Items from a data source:
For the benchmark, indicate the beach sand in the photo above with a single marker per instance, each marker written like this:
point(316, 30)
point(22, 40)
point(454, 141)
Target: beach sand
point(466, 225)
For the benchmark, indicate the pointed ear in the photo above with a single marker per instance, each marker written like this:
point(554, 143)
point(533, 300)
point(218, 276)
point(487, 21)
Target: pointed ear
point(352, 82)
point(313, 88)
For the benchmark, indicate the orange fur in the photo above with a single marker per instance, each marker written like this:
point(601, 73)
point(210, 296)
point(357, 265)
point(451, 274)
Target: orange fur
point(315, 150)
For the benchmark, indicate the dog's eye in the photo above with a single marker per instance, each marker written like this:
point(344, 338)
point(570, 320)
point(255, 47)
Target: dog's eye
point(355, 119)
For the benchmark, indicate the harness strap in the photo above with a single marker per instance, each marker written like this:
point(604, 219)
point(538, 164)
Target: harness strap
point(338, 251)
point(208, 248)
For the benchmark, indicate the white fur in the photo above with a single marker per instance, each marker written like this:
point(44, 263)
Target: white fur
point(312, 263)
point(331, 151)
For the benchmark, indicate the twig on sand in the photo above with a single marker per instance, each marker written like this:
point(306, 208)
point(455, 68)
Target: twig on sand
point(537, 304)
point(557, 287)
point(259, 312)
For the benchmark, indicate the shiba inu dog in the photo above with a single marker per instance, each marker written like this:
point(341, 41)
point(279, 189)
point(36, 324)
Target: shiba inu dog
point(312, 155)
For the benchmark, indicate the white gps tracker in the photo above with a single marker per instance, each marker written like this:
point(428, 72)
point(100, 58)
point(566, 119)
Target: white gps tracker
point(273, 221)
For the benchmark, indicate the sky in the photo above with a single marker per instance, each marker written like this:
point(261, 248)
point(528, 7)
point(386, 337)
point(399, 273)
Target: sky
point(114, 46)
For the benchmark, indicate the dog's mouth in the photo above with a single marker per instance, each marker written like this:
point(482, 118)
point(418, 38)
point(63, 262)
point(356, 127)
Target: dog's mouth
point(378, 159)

* Task to carry out: Rewrite all of the rows above, replacing "single marker" with "separate marker" wherever it occurs and leaving every other part unchanged.

* Result:
For the benchmark, indicate the beach sand in the photo above with a separate marker per instance, each marker written like this:
point(316, 30)
point(22, 40)
point(454, 141)
Target: beach sand
point(466, 225)
For the benchmark, indicate the pointed ear in the photo above with a separate marker per instance, each marker written like this:
point(554, 143)
point(533, 300)
point(218, 276)
point(487, 21)
Target: pointed ear
point(352, 82)
point(313, 88)
For the benchmark, indicate the orange fur in the photo above with a separate marker per instance, each marker written like this:
point(601, 73)
point(210, 296)
point(357, 265)
point(451, 274)
Target: orange fur
point(315, 150)
For the benchmark, indicate the dog's eye in the photo above with a separate marker per instance, each marker written like this:
point(344, 338)
point(570, 320)
point(255, 47)
Target: dog's eye
point(355, 119)
For the benchmark, indicate the harness strap in the photo above with a separate marker per instance, each marker written like this:
point(604, 219)
point(538, 164)
Target: harness strap
point(338, 251)
point(208, 248)
For the benchmark, indicate the white fur in the photo above with a separate marker per instance, each marker written like this:
point(44, 263)
Target: white fur
point(312, 263)
point(331, 151)
For the benchmark, indicate the twig on sand in the photo above with a separate marker per instance, each marker written like this:
point(306, 208)
point(455, 68)
Target: twig on sand
point(537, 304)
point(557, 287)
point(259, 312)
For the benchmark, indicate the shiba inu dog in the photo above with a separate marker per instance, each marker written like this:
point(341, 41)
point(279, 189)
point(36, 324)
Target: shiba inu dog
point(312, 155)
For the benchmark, indicate the white gps tracker in the photo above with a separate marker per instance, each marker written like this:
point(428, 72)
point(100, 58)
point(566, 119)
Target: white gps tracker
point(273, 221)
For the benchmark, indicate the sky in the photo above with a separate marker per instance, each marker written like this:
point(261, 248)
point(528, 7)
point(386, 337)
point(399, 273)
Target: sky
point(114, 46)
For the benchmark, indicate the dog's mouth in the photo above with a separate marker per instance, each marker written like this:
point(482, 118)
point(418, 38)
point(63, 262)
point(356, 127)
Target: dog's mouth
point(378, 159)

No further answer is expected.